YOUR OBJECTIVE. Can you convert the lines below into a Markdown table with a "Row" column holding a running number and a "Line" column holding each line, skipping any blank lines?
------ SOURCE MATERIAL
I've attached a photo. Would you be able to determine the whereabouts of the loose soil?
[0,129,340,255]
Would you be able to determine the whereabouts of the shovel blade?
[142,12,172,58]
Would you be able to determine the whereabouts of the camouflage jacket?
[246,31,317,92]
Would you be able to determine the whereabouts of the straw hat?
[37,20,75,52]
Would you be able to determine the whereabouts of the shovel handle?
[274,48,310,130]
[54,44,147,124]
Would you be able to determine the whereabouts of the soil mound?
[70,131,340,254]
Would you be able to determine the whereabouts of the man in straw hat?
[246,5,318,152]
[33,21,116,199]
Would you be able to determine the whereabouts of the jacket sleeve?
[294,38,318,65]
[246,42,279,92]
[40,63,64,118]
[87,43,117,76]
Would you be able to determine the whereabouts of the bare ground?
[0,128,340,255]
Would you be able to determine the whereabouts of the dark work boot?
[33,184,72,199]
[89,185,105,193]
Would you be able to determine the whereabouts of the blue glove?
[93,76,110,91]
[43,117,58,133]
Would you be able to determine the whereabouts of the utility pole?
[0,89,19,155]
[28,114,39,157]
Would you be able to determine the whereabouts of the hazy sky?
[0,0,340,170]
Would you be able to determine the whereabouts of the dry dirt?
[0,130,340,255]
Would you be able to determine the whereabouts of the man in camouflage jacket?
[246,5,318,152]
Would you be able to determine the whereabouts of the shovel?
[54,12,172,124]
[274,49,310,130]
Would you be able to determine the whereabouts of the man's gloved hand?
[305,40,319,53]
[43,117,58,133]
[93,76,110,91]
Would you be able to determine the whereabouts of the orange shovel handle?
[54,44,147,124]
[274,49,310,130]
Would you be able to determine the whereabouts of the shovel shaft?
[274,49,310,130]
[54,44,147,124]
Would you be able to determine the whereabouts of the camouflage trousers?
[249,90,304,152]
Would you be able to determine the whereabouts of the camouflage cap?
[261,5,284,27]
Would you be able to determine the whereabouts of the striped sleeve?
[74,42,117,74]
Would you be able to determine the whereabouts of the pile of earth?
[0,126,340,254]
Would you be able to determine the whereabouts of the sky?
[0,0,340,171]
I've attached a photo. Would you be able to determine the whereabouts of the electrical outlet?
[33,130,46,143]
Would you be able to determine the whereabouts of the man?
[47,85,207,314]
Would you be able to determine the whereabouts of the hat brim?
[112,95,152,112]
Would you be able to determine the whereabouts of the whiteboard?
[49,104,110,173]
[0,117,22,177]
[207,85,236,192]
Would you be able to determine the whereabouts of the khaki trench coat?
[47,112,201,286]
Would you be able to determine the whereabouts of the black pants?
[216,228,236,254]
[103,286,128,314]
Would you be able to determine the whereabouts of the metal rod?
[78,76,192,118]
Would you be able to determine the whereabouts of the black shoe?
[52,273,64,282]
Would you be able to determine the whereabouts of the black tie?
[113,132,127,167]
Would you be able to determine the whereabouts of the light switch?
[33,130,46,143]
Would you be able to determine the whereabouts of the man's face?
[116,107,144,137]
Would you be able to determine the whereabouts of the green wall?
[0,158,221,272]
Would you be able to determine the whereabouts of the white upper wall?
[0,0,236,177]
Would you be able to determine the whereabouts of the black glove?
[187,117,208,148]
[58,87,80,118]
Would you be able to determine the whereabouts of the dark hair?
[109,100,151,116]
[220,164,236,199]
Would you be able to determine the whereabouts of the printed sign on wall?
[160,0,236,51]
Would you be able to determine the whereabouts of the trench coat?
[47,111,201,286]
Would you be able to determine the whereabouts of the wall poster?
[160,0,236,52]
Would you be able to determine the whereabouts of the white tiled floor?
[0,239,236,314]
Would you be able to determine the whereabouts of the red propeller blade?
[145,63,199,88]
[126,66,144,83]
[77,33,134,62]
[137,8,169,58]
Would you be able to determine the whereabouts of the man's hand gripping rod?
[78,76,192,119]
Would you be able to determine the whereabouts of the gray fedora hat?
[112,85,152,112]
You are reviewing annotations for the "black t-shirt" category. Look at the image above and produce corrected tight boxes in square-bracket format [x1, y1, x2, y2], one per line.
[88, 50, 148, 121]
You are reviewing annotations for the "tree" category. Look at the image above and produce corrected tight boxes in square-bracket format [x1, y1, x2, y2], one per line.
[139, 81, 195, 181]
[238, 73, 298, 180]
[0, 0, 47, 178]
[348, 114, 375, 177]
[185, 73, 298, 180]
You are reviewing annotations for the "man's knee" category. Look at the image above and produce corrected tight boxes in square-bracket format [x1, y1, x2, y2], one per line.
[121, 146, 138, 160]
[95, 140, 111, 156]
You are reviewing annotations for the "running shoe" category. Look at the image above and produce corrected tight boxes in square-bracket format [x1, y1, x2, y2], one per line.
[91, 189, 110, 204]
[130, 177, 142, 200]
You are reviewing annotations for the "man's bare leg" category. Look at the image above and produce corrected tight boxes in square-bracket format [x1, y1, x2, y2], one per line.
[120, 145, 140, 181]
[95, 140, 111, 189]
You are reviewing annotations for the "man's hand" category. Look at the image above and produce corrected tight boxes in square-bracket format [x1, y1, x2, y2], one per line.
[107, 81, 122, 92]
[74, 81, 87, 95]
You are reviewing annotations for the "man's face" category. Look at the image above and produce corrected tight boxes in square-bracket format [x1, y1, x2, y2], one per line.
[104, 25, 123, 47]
------------
EXPECTED ANSWER.
| Row | Line |
|---|---|
| 1 | I've attached a photo. Would you be able to determine the whereabouts of the loose soil? |
| 2 | [0,129,340,255] |
| 3 | Would you be able to determine the whereabouts of the shovel blade? |
| 4 | [142,12,172,58] |
| 5 | Would you be able to determine the whereabouts of the camouflage jacket? |
| 6 | [246,31,317,92] |
| 7 | Would you be able to determine the whereabouts of the straw hat? |
| 8 | [37,20,75,52] |
| 9 | Would you be able to determine the whereabouts of the shovel handle? |
| 10 | [274,48,310,130] |
| 11 | [54,44,147,124] |
| 12 | Would you be able to determine the whereabouts of the soil mound? |
| 13 | [70,131,340,254] |
| 14 | Would you be able to determine the whereabouts of the man in straw hat? |
| 15 | [246,5,318,152] |
| 16 | [33,21,116,199] |
| 17 | Would you be able to determine the whereabouts of the jacket sleeve? |
| 18 | [294,38,318,65] |
| 19 | [246,42,279,92] |
| 20 | [40,63,64,118] |
| 21 | [87,43,117,76] |
| 22 | Would you be able to determine the whereabouts of the bare ground? |
| 23 | [0,128,340,255] |
| 24 | Would you be able to determine the whereabouts of the dark work boot? |
| 25 | [33,184,72,199] |
| 26 | [89,185,105,193] |
| 27 | Would you be able to determine the whereabouts of the blue glove? |
| 28 | [93,76,110,91] |
| 29 | [43,117,58,133] |
| 30 | Would you be able to determine the whereabouts of the utility pole? |
| 31 | [0,89,19,155] |
| 32 | [28,114,39,157] |
| 33 | Would you be able to determine the whereabouts of the hazy sky? |
| 34 | [0,0,340,170] |
| 35 | Would you be able to determine the whereabouts of the dry dirt? |
| 36 | [0,130,340,255] |
| 37 | Would you be able to determine the whereabouts of the man in camouflage jacket? |
| 38 | [246,5,318,152] |
| 39 | Would you be able to determine the whereabouts of the shovel? |
| 40 | [54,12,172,124] |
| 41 | [274,49,310,130] |
| 42 | Would you be able to determine the whereabouts of the man's gloved hand? |
| 43 | [305,40,319,53] |
| 44 | [43,117,58,133] |
| 45 | [93,76,110,91] |
| 46 | Would you be able to determine the whereabouts of the orange shovel handle? |
| 47 | [54,44,147,124] |
| 48 | [274,49,310,130] |
| 49 | Would you be able to determine the whereabouts of the shovel shaft? |
| 50 | [274,49,310,130] |
| 51 | [54,44,147,124] |
| 52 | Would you be able to determine the whereabouts of the camouflage trousers? |
| 53 | [249,90,304,152] |
| 54 | Would you be able to determine the whereabouts of the camouflage cap? |
| 55 | [261,5,284,27] |
| 56 | Would you be able to determine the whereabouts of the striped sleeve? |
| 57 | [74,42,117,74] |
| 58 | Would you be able to determine the whereabouts of the pile of earth? |
| 59 | [0,126,340,254] |
| 60 | Would you be able to determine the whereabouts of the sky? |
| 61 | [0,0,340,171] |
| 62 | I've attached a photo. Would you be able to determine the whereabouts of the electrical outlet? |
| 63 | [33,130,46,143] |
| 64 | Would you be able to determine the whereabouts of the man? |
| 65 | [47,85,207,314] |
| 66 | Would you be able to determine the whereabouts of the hat brim? |
| 67 | [112,95,152,112] |
| 68 | Would you be able to determine the whereabouts of the whiteboard? |
| 69 | [49,104,110,173] |
| 70 | [0,117,22,177] |
| 71 | [207,85,236,192] |
| 72 | Would you be able to determine the whereabouts of the khaki trench coat? |
| 73 | [47,112,201,286] |
| 74 | Would you be able to determine the whereabouts of the black pants? |
| 75 | [216,228,236,254] |
| 76 | [103,286,128,314] |
| 77 | Would you be able to determine the whereabouts of the metal rod? |
| 78 | [78,76,192,118] |
| 79 | Would you be able to determine the whereabouts of the black shoe? |
| 80 | [52,273,64,282] |
| 81 | Would you be able to determine the whereabouts of the black tie? |
| 82 | [113,132,127,167] |
| 83 | Would you be able to determine the whereabouts of the light switch? |
| 84 | [33,130,46,143] |
| 85 | Would you be able to determine the whereabouts of the man's face? |
| 86 | [116,107,144,137] |
| 87 | Would you be able to determine the whereabouts of the green wall? |
| 88 | [0,158,221,272] |
| 89 | Would you be able to determine the whereabouts of the white upper wall? |
| 90 | [0,0,236,177] |
| 91 | Would you be able to determine the whereabouts of the black glove? |
| 92 | [187,117,208,148] |
| 93 | [58,87,80,118] |
| 94 | Would you be able to determine the whereabouts of the dark hair? |
| 95 | [109,100,151,116] |
| 96 | [220,164,236,199] |
| 97 | Would you be able to determine the whereabouts of the printed sign on wall? |
| 98 | [160,0,236,51] |
| 99 | Would you be able to determine the whereabouts of the trench coat? |
| 100 | [47,111,201,286] |
| 101 | Would you be able to determine the whereabouts of the wall poster? |
| 102 | [160,0,236,52] |
| 103 | Would you be able to determine the whereabouts of the white tiled floor? |
| 104 | [0,239,236,314] |
| 105 | Would you be able to determine the whereabouts of the red propeller blade? |
| 106 | [145,63,199,88] |
| 107 | [126,66,144,83] |
| 108 | [77,33,134,62] |
| 109 | [137,8,169,58] |
| 110 | Would you be able to determine the whereabouts of the man's hand gripping rod? |
| 111 | [78,76,192,119] |
| 112 | Would you be able to determine the whereabouts of the gray fedora hat? |
| 113 | [112,85,152,112] |
| 114 | You are reviewing annotations for the "black t-shirt" category. Look at the image above and produce corrected tight boxes in square-bracket format [x1, y1, x2, y2], one per line. |
| 115 | [88, 50, 148, 121] |
| 116 | You are reviewing annotations for the "tree" category. Look at the image above and produce corrected tight boxes in square-bracket format [x1, y1, x2, y2], one per line. |
| 117 | [139, 81, 195, 181] |
| 118 | [238, 73, 298, 180] |
| 119 | [0, 0, 47, 178] |
| 120 | [348, 114, 375, 177] |
| 121 | [185, 73, 298, 180] |
| 122 | You are reviewing annotations for the "man's knee" category. Look at the image above and produce corrected tight boxes in square-bracket format [x1, y1, x2, y2], one per line. |
| 123 | [121, 146, 138, 160] |
| 124 | [95, 140, 111, 156] |
| 125 | You are reviewing annotations for the "running shoe" category. Look at the image above and produce corrected tight boxes in square-bracket format [x1, y1, x2, y2], one per line. |
| 126 | [91, 189, 110, 204] |
| 127 | [130, 177, 142, 200] |
| 128 | You are reviewing annotations for the "man's bare leg" category. Look at the image above and produce corrected tight boxes in square-bracket format [x1, y1, x2, y2], one per line. |
| 129 | [120, 145, 140, 181] |
| 130 | [95, 140, 111, 189] |
| 131 | You are reviewing annotations for the "man's hand" category. Look at the image above and produce corrected tight boxes in square-bracket format [x1, y1, x2, y2], one per line. |
| 132 | [107, 81, 122, 92] |
| 133 | [74, 81, 87, 95] |
| 134 | You are reviewing annotations for the "man's face" category. Look at the image above and produce corrected tight boxes in square-bracket format [x1, y1, x2, y2], one per line. |
| 135 | [104, 25, 123, 47] |